_Source extract_

★ ★ ★ ★

Leissigen is first mentioned in 1285 as Lensengne. In 1290 it was mentioned as Lenxingen.

The oldest traces of a settlement in the area are scattered Bronze Age axes, daggers and swords. The first time the village appears in the historic record, during the Middle Ages, it belonged to the Herrschaft of Unspunnen-Rotenfluh. It was eventually inherited by the Freiherr of Weissenburg, who gave it to Interlaken Monastery in 1334. The village remained under the monastery's control for almost two centuries. In 1528, the city of Bern adopted the new faith of the Protestant Reformation and began imposing it on the Bernese Oberland. Lauterbrunnen joined many other villages and the monastery in an unsuccessful rebellion against the new faith. After Bern imposed its will on the Oberland, they secularized the monastery and annexed all the monastery lands.

★ ★ ★ ★

_Data under study_
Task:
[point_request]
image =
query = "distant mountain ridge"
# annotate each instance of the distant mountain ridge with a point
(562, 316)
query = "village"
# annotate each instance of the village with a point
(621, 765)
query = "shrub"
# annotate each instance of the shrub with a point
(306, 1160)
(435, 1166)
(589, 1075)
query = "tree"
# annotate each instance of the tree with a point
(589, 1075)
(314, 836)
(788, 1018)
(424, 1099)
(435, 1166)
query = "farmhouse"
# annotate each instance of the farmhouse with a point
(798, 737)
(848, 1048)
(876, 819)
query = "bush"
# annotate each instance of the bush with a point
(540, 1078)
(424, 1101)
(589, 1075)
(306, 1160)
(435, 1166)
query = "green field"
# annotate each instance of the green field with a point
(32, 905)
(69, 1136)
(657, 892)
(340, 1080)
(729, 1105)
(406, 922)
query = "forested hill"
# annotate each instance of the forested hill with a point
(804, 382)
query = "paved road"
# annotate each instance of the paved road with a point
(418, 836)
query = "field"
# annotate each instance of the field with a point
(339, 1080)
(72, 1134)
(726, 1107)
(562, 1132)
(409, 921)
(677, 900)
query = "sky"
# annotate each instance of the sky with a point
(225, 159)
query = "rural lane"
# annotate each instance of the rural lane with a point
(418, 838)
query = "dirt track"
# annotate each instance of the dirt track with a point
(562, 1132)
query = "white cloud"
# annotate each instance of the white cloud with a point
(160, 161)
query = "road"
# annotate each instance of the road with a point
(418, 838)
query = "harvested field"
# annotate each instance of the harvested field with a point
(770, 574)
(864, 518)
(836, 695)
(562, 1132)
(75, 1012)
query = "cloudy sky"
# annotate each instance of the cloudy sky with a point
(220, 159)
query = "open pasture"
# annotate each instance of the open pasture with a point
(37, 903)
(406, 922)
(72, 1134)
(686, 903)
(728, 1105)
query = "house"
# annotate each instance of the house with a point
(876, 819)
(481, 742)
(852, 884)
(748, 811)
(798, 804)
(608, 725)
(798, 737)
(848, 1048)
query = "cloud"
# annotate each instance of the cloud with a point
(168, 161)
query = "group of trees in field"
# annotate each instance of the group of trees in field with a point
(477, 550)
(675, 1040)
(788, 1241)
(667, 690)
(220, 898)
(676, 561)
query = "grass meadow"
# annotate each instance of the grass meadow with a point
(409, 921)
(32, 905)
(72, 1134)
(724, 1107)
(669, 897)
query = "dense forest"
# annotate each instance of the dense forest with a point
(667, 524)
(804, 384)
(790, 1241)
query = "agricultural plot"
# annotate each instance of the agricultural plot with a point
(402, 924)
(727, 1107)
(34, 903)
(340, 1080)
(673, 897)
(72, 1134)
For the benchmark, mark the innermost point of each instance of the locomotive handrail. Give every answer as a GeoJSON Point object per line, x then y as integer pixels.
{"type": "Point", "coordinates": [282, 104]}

★ ★ ★ ★

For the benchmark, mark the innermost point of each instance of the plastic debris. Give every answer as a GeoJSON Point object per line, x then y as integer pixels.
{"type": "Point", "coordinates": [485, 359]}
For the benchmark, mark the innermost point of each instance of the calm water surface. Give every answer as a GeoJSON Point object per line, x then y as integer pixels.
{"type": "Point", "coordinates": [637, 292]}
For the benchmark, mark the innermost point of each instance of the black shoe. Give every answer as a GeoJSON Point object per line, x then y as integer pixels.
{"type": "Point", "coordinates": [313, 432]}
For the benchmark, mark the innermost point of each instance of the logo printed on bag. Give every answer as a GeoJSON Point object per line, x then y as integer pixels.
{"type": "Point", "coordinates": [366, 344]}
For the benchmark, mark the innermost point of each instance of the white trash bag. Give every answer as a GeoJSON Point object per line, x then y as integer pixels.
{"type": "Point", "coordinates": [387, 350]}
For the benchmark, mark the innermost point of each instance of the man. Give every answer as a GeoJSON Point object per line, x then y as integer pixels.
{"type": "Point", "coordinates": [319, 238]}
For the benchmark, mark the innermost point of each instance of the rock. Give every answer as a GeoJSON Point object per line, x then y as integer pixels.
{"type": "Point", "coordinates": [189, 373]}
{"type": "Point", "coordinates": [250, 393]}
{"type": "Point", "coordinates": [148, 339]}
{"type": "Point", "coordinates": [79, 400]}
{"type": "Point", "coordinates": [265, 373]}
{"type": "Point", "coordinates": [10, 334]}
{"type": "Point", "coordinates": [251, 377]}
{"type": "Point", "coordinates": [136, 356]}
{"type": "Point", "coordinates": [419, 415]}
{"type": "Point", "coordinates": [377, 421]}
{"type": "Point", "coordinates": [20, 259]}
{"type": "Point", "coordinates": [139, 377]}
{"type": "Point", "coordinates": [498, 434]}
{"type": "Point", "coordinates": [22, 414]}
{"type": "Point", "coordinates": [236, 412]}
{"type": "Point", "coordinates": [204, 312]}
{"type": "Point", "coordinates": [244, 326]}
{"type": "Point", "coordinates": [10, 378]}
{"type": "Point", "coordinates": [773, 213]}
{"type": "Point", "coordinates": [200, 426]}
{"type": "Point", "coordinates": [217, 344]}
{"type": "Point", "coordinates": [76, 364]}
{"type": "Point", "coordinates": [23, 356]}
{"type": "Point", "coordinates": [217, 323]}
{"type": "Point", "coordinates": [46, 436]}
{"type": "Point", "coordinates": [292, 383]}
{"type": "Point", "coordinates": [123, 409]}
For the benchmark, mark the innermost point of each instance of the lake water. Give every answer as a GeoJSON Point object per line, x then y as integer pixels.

★ ★ ★ ★

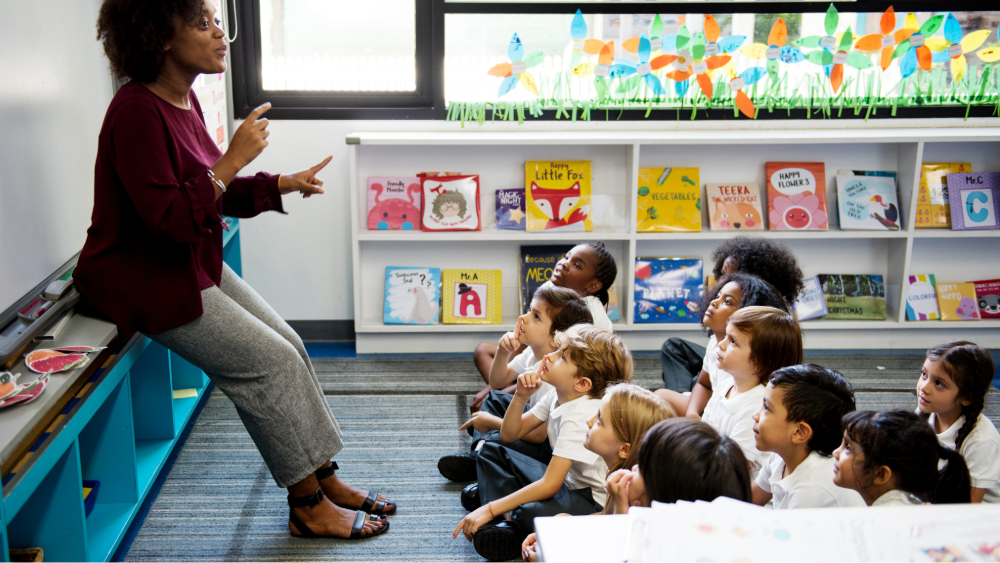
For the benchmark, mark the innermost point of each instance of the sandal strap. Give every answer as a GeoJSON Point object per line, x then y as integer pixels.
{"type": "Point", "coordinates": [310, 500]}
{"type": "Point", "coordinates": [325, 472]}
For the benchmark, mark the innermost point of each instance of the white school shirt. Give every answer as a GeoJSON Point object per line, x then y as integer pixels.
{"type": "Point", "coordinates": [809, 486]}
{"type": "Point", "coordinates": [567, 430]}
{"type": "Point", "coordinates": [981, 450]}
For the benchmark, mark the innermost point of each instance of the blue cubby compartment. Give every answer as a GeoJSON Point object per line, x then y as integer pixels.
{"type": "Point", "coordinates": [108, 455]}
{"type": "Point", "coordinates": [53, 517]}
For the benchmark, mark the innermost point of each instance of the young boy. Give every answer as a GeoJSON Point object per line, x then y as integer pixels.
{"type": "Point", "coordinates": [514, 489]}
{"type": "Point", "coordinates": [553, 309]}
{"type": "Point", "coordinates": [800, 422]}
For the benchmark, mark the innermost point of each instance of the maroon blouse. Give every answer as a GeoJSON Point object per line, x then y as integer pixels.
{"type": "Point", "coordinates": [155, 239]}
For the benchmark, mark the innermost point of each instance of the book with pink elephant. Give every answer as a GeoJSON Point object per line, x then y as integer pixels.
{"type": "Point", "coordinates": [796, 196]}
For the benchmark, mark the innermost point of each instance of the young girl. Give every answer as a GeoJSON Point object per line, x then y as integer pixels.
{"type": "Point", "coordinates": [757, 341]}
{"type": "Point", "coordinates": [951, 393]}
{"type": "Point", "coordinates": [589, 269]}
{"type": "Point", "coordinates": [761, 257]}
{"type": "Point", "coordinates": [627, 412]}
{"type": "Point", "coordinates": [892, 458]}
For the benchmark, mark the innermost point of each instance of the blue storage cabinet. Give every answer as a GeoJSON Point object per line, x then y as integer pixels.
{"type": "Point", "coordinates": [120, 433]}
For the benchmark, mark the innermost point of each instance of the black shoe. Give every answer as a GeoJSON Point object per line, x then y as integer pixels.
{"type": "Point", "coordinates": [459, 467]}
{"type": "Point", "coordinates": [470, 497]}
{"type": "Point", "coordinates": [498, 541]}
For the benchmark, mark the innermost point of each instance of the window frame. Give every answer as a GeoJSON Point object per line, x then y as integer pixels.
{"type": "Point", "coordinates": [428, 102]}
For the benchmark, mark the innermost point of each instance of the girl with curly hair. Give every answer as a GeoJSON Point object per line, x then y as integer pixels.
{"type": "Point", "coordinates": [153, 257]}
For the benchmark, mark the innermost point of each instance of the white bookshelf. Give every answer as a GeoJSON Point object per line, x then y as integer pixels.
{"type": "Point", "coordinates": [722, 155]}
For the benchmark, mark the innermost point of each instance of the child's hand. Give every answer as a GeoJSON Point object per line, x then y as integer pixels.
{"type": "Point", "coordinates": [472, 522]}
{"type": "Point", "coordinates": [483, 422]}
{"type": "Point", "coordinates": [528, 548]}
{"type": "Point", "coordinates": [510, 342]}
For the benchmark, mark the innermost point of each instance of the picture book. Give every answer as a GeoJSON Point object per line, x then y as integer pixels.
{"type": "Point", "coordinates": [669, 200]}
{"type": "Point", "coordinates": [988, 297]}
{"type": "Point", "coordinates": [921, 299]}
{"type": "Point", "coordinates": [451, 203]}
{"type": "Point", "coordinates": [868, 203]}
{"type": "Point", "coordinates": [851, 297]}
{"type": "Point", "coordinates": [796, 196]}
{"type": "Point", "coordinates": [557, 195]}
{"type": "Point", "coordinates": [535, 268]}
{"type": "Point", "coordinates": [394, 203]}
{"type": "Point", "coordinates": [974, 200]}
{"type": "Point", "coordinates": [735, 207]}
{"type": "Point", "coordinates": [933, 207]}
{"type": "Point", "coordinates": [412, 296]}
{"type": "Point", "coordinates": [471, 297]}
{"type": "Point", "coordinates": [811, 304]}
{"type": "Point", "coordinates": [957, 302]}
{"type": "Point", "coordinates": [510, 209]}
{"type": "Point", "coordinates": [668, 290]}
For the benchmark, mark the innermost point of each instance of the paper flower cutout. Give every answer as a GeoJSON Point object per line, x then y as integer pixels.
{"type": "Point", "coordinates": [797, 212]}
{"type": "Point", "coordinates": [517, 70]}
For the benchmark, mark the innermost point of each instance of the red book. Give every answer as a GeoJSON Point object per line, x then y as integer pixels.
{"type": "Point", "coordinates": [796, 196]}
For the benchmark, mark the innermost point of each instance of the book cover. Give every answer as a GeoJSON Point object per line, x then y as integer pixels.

★ ★ ★ ★

_What to work on_
**A)** In the Leissigen history text, who gave the village to Interlaken Monastery in 1334?
**B)** Name every year that appears in the Leissigen history text.
**C)** Carry on the Leissigen history text from the point where it ends.

_Numbered answers_
**A)** The Freiherr of Weissenburg.

**B)** 1285, 1290, 1334, 1528

**C)**
The oldest village church was probably a wooden church from the 7th or 8th century. The probable wooden one was replaced with a stone building in the 9th or 10th century. The first stone church was replaced with an Early Medieval building in the 11th century. This second stone church was mentioned in the Strättliger Chronicle as one of the twelve churches around Lake Thun. The current building was built following a devastating fire in 1675.

The traditional economy of the village was closely tied to the lake. Many of the villagers were fishermen or boat builders while others farmed the narrow margin between the lake and the mountains. That began to change in 1780 when a spa was built around mineral springs on the lake shore. The springs dried up in 1873, but a small tourist industry was established in the village. In 1887 a dock was built for the steam ships which transported people and goods across the lake. Today most of the jobs in the village are in small industry, small businesses or summer tourism. About two-thirds of the working population commute to jobs in nearby Interlaken or to the city of Bern.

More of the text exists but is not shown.